#### Task item
Your task is to print each entry exactly as written.

- Opening Delimiter -

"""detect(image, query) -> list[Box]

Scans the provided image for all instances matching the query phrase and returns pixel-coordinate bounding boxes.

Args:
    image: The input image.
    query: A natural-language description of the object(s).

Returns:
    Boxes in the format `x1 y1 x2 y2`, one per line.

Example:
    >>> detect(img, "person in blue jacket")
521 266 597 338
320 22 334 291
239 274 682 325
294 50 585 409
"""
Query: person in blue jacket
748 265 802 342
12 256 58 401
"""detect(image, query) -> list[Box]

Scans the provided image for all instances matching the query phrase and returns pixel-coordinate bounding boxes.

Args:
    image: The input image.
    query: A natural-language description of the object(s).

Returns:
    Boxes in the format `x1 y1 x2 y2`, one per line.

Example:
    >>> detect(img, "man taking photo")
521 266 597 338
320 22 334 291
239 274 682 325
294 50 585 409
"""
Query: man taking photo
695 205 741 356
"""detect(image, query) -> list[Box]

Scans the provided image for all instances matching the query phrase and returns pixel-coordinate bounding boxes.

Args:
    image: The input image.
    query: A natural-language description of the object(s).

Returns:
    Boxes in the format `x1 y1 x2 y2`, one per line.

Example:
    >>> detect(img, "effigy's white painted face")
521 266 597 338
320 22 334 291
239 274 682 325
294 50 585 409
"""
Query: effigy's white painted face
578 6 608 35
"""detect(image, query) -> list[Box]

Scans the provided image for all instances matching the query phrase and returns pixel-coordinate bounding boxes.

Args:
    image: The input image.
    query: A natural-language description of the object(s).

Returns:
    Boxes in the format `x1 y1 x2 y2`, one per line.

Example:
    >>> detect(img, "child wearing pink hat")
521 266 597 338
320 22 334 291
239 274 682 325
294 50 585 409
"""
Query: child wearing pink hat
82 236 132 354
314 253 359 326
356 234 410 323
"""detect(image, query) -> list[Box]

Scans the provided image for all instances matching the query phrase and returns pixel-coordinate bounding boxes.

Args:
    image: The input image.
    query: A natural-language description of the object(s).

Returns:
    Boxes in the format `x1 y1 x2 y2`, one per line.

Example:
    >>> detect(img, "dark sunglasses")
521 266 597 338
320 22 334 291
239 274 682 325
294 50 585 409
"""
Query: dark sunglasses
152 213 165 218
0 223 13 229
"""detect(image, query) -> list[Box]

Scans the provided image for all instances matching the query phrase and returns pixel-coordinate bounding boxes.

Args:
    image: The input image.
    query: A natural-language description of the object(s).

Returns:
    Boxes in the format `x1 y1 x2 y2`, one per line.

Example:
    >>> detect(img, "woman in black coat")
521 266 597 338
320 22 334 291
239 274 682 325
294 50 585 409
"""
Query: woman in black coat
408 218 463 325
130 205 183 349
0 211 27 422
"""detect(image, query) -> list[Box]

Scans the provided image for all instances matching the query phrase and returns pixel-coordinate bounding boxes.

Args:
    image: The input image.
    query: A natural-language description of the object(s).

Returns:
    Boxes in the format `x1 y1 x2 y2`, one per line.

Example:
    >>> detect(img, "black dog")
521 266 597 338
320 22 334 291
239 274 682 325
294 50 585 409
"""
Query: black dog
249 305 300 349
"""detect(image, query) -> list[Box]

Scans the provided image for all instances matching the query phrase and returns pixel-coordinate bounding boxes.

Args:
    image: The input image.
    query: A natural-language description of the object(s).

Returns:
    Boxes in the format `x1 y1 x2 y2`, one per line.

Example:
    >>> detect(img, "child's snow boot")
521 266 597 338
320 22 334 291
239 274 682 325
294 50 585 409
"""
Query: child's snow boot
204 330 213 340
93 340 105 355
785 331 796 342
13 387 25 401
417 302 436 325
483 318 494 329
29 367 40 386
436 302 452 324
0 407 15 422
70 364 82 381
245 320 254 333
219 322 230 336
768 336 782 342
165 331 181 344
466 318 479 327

- Closing Delimiter -

#### Solution to this problem
"""detect(image, query) -> list[Box]

Scans the provided image for all instances matching the query phrase and returns pixel-coordinate bounding boxes.

Args:
    image: The input image.
    query: A natural-language description of the object(s).

Returns:
    Boxes in the format `x1 y1 x2 y2`, one per line.

Example:
    >>> detect(img, "person in blue jacket")
521 266 597 338
320 22 334 291
239 274 682 325
294 50 585 409
"""
Query: person in blue jacket
748 265 802 342
12 256 58 401
"""detect(image, query) -> list[Box]

Scans the provided image for all instances matching the query phrase and returns pixel-coordinate bounding boxes.

Args:
    image: The input image.
    query: A natural-language description of the object(s).

Returns:
    Boxes in the format `x1 y1 x2 y2`, one per line.

Example:
    >>> detect(img, "man taking photo")
521 266 597 338
320 22 334 291
239 274 682 325
294 50 585 409
"""
Query: man taking photo
695 205 741 356
"""detect(image, query) -> list[Box]

Scans the provided image for all instances matching the query phrase and returns pixel-coordinate bounding boxes.

Args:
    image: The input image.
    query: A natural-language description of the object(s).

Returns:
    Boxes in the format `x1 y1 x2 y2`, one per line.

Example:
    >>> detect(img, "effigy's white painted face")
521 266 597 338
320 22 334 291
239 274 682 325
294 50 585 409
"""
Query: effigy's white painted face
578 6 608 35
"""detect(image, query) -> list[Box]

Scans the provided image for all instances matching the query phrase and returns pixel-coordinate bounding boxes.

Args:
    image: The input image.
    query: A natural-language description of the object(s).

Returns:
    Boxes in the format `x1 y1 x2 y2`, one per line.

Example:
    >>> detect(img, "child wearing pink hat")
521 266 597 338
320 22 334 291
239 274 682 325
294 50 585 409
"""
Query: child wearing pink hat
82 236 132 354
314 253 359 326
356 234 410 323
"""detect(image, query) -> list[Box]

Scans the provided image for all instances matching the query phrase and returns pixel-coordinate bounding boxes.

Args:
    image: The input image.
    query: A natural-language description of the object(s).

Returns:
    Boxes in the format `x1 y1 x2 y2`, one per line.

Example:
    >>> detect(img, "dark sunglasses")
521 266 597 338
320 22 334 291
239 274 682 325
294 50 585 409
"""
Query: dark sunglasses
152 213 165 218
0 223 13 229
"""detect(image, query) -> list[Box]

Scans the provided image for all instances matching the query phrase and returns pixel-coordinate bounding boxes.

Args:
    image: The input image.
    query: A natural-language description of the object(s).

Returns:
    Boxes in the format `x1 y1 x2 y2`, one per line.

Example:
    >>> detect(img, "woman in black coat")
521 266 597 338
320 22 334 291
239 274 682 325
294 50 585 409
"""
Query: woman in black coat
408 218 463 325
130 205 183 349
0 211 27 422
"""detect(image, query) -> list[Box]

Scans the provided image for all instances matching the query phrase and returns pixel-coordinate bounding boxes.

Args:
    image: The input image.
    query: A natural-language description of the object(s).

Returns:
    Boxes in the format `x1 y1 x2 y2`, one per line.

Example:
    >>> detect(img, "black dog")
521 266 597 338
320 22 334 291
239 274 682 325
294 50 585 409
"""
Query: black dog
249 305 300 349
"""detect(image, query) -> list[Box]

Scans the provided image for all instances matching the query phrase and returns pixel-coordinate bounding boxes.

Args:
    image: The input image.
    query: A natural-language description of the object(s).

Returns:
    Boxes in the format `x1 y1 x2 y2`, one per line.

Example:
    >>> detect(img, "child's snow boot")
521 266 597 338
320 22 334 291
239 274 682 325
294 50 585 409
"""
Query: child's snow boot
204 330 213 340
93 340 105 355
785 331 796 342
13 387 25 401
417 302 436 325
483 318 494 329
29 367 40 386
436 302 452 324
0 407 15 422
70 364 82 381
245 320 254 333
219 322 230 336
768 336 782 342
165 331 181 344
466 318 479 327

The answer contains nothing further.